План созрел случайно и быстро. Немцы потеряли всякую бдительность, да и их было мало. Гуляя от поворота на улицу Спортивную до Днепрогэса, я заметил, что немецкие офицеры ездят в открытых машинах (верх). На берегу (ниже плотины) я подобрал себе по руке голыш (был я крепким и рослым пацаном), спрятал руку под большую (чужую) рубашку, вышел на проспект и стал ждать. Особенность тротуара та, что он выше проезжей части на 30-40см.
Я стоял недалеко от поворота на ул. Спортивную. Только к вечеру появилась открытая легковая машина, в которой рядом с водителем-солдатом красовалась высокая фуражка офицера. И, о счастье! Он начал притормаживать, приближаясь к бордюру (очевидно для поворота на Спортивную). В какой-то миг ненавистная фуражка была передо мной. Вложив всю свою детскую силу, с ненавистью, я вытащил камень из-под рубашки и опустил на ненавистного орла.
Раздался скрежет металла (очевидно о высокий бордюр), а я что было духу, побежал к своему дому. Было известно, что вход на чердак был только в 1 и 5 подъездах. Уже там, сидя за широкой стеной дымоходов, я услышал с проспекта шум, рев машин и мотоциклов, лай собак.

## ЗАДАНИЕ
Перескажите короче абзац воспоминаний, который начинается словами «План созрел случайно и быстро», сохранив его основные факты. Следующие строки взяты из другого источника.

## ИСХОДНЫЕ ДАННЫЕ
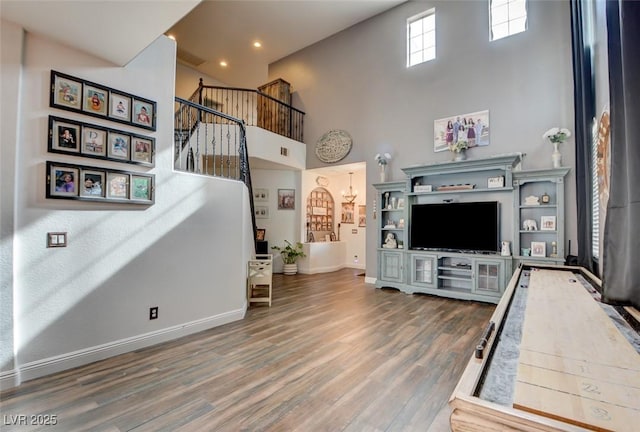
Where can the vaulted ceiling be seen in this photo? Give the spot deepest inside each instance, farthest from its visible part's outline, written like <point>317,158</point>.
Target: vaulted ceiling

## ПРАВИЛЬНЫЙ ОТВЕТ
План возник случайно и быстро: немцев было мало, и они потеряли бдительность. Гуляя от поворота на улицу Спортивную до Днепрогэса, я заметил, что немецкие офицеры ездят в открытых машинах. Я, крепкий и рослый пацан, подобрал на берегу ниже плотины подходящий по руке голыш, спрятал руку под большую чужую рубашку, вышел на проспект и стал ждать. Тротуар там выше проезжей части на 30–40 см.